───── Stored records ─────
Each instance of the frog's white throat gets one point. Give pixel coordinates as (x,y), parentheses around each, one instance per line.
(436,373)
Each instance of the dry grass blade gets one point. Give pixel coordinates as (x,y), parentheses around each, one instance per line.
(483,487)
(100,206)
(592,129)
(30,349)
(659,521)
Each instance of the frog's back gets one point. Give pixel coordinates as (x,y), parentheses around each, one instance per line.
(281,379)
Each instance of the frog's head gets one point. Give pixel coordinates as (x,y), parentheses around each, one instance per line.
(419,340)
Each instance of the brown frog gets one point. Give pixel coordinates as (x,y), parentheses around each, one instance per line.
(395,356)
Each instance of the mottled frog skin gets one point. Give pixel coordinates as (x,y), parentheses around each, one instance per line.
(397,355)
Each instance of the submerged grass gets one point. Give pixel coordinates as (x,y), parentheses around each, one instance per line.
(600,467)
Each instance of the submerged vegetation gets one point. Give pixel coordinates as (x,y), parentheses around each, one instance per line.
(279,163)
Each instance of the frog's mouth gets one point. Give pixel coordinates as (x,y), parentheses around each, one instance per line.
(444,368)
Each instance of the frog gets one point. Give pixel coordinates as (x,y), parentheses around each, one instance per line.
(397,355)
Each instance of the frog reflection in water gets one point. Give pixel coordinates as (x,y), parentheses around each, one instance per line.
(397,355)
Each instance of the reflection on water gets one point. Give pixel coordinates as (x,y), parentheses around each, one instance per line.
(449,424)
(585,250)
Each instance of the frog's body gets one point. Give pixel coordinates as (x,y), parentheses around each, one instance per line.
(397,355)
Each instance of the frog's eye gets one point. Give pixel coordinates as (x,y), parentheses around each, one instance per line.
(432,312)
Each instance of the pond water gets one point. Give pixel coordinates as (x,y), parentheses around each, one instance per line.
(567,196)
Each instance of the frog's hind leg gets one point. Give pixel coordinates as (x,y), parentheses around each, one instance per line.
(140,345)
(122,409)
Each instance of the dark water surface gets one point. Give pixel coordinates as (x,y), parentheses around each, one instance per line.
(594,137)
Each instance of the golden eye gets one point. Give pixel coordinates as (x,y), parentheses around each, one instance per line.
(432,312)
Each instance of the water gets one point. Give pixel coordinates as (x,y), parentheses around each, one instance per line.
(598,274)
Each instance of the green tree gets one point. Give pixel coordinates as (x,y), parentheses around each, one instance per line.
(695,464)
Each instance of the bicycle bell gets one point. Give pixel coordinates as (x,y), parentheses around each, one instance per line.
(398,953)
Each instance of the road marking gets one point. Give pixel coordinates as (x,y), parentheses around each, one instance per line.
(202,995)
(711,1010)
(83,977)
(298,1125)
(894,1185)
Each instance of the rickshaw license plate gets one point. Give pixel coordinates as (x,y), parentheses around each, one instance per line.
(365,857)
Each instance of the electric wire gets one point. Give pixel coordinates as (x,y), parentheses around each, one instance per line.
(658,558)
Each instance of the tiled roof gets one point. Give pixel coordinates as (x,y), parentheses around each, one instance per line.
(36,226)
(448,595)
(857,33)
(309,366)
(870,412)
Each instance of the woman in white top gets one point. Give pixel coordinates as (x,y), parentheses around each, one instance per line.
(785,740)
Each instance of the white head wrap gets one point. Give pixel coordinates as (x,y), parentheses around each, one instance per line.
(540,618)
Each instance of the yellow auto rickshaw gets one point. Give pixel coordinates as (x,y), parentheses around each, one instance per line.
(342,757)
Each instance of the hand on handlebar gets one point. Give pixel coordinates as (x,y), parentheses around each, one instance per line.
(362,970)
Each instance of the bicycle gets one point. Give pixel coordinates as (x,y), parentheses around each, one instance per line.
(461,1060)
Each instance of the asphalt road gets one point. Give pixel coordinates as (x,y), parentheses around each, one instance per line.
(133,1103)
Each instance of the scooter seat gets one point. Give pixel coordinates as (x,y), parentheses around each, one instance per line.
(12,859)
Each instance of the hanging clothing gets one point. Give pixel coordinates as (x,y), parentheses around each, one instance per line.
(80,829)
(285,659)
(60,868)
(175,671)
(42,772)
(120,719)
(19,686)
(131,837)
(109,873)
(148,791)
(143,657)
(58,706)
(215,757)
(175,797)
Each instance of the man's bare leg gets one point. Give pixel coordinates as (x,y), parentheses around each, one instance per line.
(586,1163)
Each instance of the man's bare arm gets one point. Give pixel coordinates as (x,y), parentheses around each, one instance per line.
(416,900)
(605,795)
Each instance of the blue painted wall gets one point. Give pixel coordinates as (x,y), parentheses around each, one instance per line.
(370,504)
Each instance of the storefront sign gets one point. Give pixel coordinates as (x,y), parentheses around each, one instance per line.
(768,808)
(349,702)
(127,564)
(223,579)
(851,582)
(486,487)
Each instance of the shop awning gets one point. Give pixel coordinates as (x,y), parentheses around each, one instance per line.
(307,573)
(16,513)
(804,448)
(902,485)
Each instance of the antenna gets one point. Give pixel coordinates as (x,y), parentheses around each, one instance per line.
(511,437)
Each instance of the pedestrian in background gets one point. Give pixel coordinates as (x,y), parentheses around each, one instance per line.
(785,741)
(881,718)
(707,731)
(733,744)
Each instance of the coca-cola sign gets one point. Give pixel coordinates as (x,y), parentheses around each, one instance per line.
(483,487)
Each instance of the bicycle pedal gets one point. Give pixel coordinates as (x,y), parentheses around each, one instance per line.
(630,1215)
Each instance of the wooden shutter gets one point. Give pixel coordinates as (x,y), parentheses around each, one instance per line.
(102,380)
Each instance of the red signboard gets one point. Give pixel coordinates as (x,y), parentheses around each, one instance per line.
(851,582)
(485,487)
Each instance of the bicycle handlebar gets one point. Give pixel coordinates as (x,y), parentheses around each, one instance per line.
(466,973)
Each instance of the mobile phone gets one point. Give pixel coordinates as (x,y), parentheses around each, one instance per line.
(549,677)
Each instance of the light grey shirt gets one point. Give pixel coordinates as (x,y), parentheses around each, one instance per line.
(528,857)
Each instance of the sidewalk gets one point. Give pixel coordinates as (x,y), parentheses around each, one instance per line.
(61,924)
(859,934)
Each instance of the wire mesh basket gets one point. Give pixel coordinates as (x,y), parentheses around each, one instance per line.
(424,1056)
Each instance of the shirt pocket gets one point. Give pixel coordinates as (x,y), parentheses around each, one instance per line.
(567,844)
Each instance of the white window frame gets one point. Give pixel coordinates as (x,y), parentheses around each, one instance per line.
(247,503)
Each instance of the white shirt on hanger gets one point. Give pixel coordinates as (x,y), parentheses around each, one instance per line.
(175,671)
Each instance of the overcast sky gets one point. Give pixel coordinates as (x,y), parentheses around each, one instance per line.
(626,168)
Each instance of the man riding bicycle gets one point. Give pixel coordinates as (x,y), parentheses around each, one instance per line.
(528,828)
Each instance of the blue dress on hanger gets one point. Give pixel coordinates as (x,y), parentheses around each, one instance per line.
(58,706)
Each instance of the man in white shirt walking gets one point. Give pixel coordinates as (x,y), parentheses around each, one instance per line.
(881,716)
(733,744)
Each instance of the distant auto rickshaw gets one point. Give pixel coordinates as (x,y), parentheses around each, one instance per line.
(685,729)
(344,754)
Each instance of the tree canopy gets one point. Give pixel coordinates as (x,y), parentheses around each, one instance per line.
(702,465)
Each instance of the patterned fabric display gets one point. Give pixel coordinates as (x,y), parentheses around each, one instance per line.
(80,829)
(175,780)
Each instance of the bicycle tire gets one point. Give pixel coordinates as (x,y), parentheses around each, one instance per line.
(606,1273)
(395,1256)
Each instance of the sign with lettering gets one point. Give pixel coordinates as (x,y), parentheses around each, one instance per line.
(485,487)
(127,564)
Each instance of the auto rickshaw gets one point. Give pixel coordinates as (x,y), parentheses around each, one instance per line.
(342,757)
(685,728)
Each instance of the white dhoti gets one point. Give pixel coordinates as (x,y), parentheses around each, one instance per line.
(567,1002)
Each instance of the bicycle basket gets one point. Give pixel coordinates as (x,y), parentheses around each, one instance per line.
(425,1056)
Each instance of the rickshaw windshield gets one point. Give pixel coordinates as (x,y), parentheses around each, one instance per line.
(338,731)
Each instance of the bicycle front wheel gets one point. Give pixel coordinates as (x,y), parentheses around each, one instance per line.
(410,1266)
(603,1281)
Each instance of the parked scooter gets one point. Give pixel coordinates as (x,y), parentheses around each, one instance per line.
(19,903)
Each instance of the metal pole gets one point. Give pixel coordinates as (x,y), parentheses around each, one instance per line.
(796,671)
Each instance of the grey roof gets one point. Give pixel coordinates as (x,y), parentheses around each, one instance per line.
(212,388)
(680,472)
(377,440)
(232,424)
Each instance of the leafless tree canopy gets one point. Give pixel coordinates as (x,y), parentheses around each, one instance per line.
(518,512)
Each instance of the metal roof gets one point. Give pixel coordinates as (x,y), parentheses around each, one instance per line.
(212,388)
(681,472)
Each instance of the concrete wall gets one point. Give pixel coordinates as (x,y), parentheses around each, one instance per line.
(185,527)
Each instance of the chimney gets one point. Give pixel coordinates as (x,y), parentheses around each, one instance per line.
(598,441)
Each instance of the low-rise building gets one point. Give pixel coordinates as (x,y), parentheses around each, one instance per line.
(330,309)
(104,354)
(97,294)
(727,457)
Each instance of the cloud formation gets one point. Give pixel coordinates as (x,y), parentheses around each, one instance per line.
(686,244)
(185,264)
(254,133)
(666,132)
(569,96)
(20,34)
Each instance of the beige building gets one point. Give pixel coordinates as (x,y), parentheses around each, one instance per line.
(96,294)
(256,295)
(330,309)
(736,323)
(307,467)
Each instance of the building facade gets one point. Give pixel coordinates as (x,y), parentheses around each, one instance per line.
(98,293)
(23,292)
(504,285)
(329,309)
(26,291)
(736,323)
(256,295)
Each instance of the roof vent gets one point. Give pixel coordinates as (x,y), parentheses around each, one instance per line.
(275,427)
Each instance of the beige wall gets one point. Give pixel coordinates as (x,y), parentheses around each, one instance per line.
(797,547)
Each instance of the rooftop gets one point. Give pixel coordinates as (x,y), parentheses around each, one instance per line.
─────
→ **Written problem**
Copy the entries from the line containing "Each instance of the metal pole" through the end of the entries, including both the first and the last line.

→ **Task output**
Each instance of the metal pole gets one point. Give pixel coordinates as (x,y), parentheses around each, one instance per line.
(796,671)
Each instance of the grey roof gets one point. Give pixel coordinates as (x,y), parentheses around each, one instance per line.
(212,388)
(680,472)
(377,440)
(232,424)
Each instance of the leafless tree canopy gets one point. Give pixel coordinates as (x,y), parentheses around each, one instance per line.
(518,512)
Each instance of the metal roof gets one point. Give pixel coordinates as (x,y), parentheses around each, one instance per line.
(212,388)
(681,472)
Each instance of the concrete wall gets one point. Give pixel coordinates as (x,y), parentheses around each, one instance per line.
(185,527)
Each instance of the chimney gets one point. Give pixel coordinates as (x,y), parentheses around each, one instance per line.
(598,441)
Each instance of the low-rise building gets one point. Give pixel coordinates as (x,y), parentheses around each, one instance per line.
(330,309)
(104,354)
(97,294)
(727,457)
Each instance of the cloud formation gets one point. Give pixel coordinates as (x,y), parentheses around each, one instance per line.
(686,244)
(185,264)
(254,133)
(666,132)
(569,96)
(20,34)
Each instance of the beige building gets one point. Give pixel coordinates as (x,y), parentheses around each, one instance per line.
(96,294)
(256,295)
(330,309)
(736,323)
(307,467)
Each instance of the building facade gets one point. Give pixel coordinates as (x,y), parentheses around each, one instance per line.
(98,293)
(23,292)
(504,285)
(329,309)
(26,291)
(736,323)
(256,295)
Each instance of the roof vent gets one point. Give pixel coordinates as (x,y), parentheses around each, one instance per line.
(275,427)
Each instance of the beige wall gets one point. Give pixel coordinates as (x,y), parentheses around each, one instance per line.
(797,547)
Each instance of the rooftop gets one point. Give pixel coordinates as (x,y), parentheses around each, one instance per line.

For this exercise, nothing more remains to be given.